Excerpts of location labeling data

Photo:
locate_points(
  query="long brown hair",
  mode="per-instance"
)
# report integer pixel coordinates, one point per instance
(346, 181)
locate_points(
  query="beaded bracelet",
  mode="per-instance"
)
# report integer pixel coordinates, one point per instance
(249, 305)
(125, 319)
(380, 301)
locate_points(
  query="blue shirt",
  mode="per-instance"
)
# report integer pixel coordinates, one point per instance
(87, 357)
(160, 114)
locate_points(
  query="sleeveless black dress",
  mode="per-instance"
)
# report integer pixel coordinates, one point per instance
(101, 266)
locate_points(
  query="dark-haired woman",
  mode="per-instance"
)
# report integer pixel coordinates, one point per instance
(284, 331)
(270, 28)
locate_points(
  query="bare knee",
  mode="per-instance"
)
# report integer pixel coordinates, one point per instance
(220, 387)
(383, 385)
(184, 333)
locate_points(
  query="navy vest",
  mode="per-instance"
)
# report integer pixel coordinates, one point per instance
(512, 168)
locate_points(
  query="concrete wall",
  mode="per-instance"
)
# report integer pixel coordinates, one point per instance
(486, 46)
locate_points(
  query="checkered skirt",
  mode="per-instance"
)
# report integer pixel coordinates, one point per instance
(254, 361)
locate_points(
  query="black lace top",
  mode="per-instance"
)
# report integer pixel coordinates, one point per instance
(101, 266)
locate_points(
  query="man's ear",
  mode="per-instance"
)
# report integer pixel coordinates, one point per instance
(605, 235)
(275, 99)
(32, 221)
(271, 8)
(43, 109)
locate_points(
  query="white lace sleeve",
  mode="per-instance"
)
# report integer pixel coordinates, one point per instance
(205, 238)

Instructions for the task —
Output the whole listing above again, word for word.

Task answer —
Photo:
locate_points(
  query="long brown hair",
  mode="per-instance"
)
# report integer pixel coordinates, one point per instance
(346, 181)
locate_points(
  query="beaded bracelet",
  mode="per-instance"
)
# report integer pixel coordinates, one point per instance
(249, 305)
(125, 319)
(380, 301)
locate_points(
  query="blue shirt",
  mode="per-instance"
)
# report integer pixel coordinates, one point per instance
(87, 357)
(160, 114)
locate_points(
  query="sleeveless black dress",
  mode="per-instance"
)
# report integer pixel coordinates, one point per instance
(101, 266)
locate_points(
  query="dark-haired woman",
  mode="per-instance"
)
# report integer pixel coordinates, one point per instance
(284, 331)
(270, 28)
locate_points(
  query="bare knee",
  mode="per-instance"
)
# report integer pixel coordinates, one point per instance
(220, 387)
(383, 385)
(184, 333)
locate_points(
  query="navy vest",
  mode="per-instance"
)
# report integer pixel coordinates, one point per instance
(512, 168)
locate_points(
  query="concrete wall",
  mode="per-instance"
)
# report integer pixel coordinates, one point per instance
(486, 46)
locate_points(
  query="checkered skirt",
  mode="per-instance"
)
# report integer pixel coordinates, one point per instance
(254, 361)
locate_points(
  query="black lace top",
  mode="per-instance"
)
# report integer pixel coordinates, one point per instance
(101, 266)
locate_points(
  query="man's ear",
  mode="per-instance"
)
# report integer pixel coordinates, one point per instance
(605, 235)
(275, 99)
(32, 221)
(271, 8)
(43, 109)
locate_points(
  query="white lace sleeve",
  mode="per-instance"
)
# report integer pixel coordinates, one point per instance
(205, 238)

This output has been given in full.